## STATED GOAL
The line containing "Pressing-analysis tagging request: spot the tree" marks the start; extract exactly from it through the last line of the entries, and omit any pictures.

## ENTRIES PROVIDED
######

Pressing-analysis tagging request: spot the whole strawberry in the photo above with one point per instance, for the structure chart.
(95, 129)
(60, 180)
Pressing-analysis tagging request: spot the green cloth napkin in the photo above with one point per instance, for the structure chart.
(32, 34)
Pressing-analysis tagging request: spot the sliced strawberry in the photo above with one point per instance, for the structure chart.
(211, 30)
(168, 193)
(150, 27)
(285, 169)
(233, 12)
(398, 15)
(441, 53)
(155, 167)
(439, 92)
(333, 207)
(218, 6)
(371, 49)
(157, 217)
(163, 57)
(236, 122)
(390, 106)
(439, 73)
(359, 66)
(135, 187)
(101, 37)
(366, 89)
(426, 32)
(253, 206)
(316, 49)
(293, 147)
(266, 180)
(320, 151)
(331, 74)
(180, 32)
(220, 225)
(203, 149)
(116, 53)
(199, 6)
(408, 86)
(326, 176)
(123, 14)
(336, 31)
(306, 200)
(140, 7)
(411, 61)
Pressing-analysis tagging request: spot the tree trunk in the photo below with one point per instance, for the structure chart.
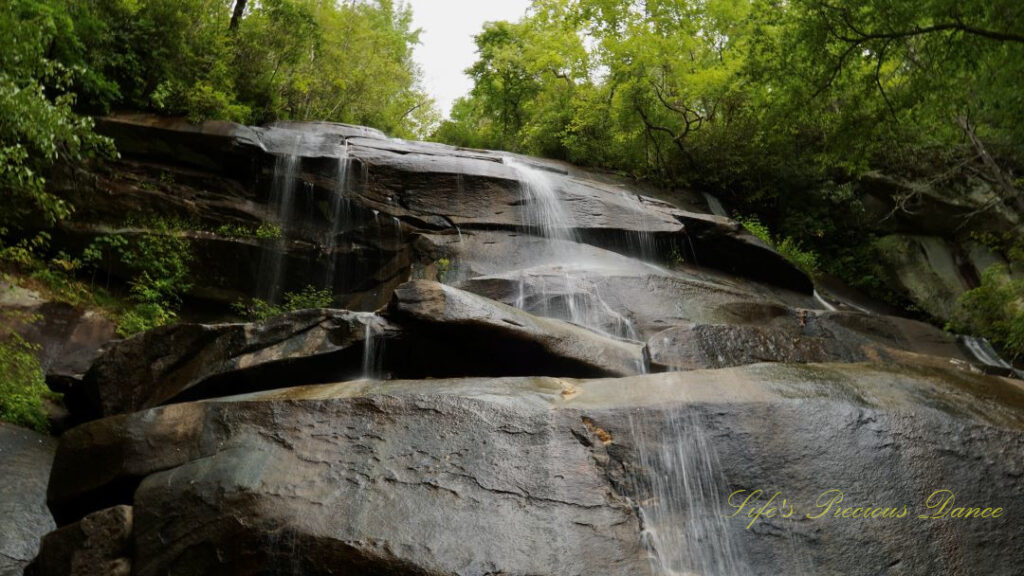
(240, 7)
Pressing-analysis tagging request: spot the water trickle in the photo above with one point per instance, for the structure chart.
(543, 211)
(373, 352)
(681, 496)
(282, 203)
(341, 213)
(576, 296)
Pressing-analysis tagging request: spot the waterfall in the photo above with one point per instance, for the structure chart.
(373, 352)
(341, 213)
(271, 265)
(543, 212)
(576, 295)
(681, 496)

######

## PROBLEM SOLUTION
Pressing-analysis tagging request: spot the tree trunk in the photo below with one point per instance, for the structure chart.
(240, 7)
Pressing-analysis tagging request: spot the water trickle in the photo above with one point per instance, for the structure chart.
(543, 211)
(373, 352)
(681, 496)
(282, 203)
(341, 213)
(576, 296)
Pressing-analysis tagging request: spot the waterfall in the photo above with one point per instance, for the structure chart.
(373, 352)
(341, 213)
(271, 265)
(543, 212)
(576, 295)
(681, 496)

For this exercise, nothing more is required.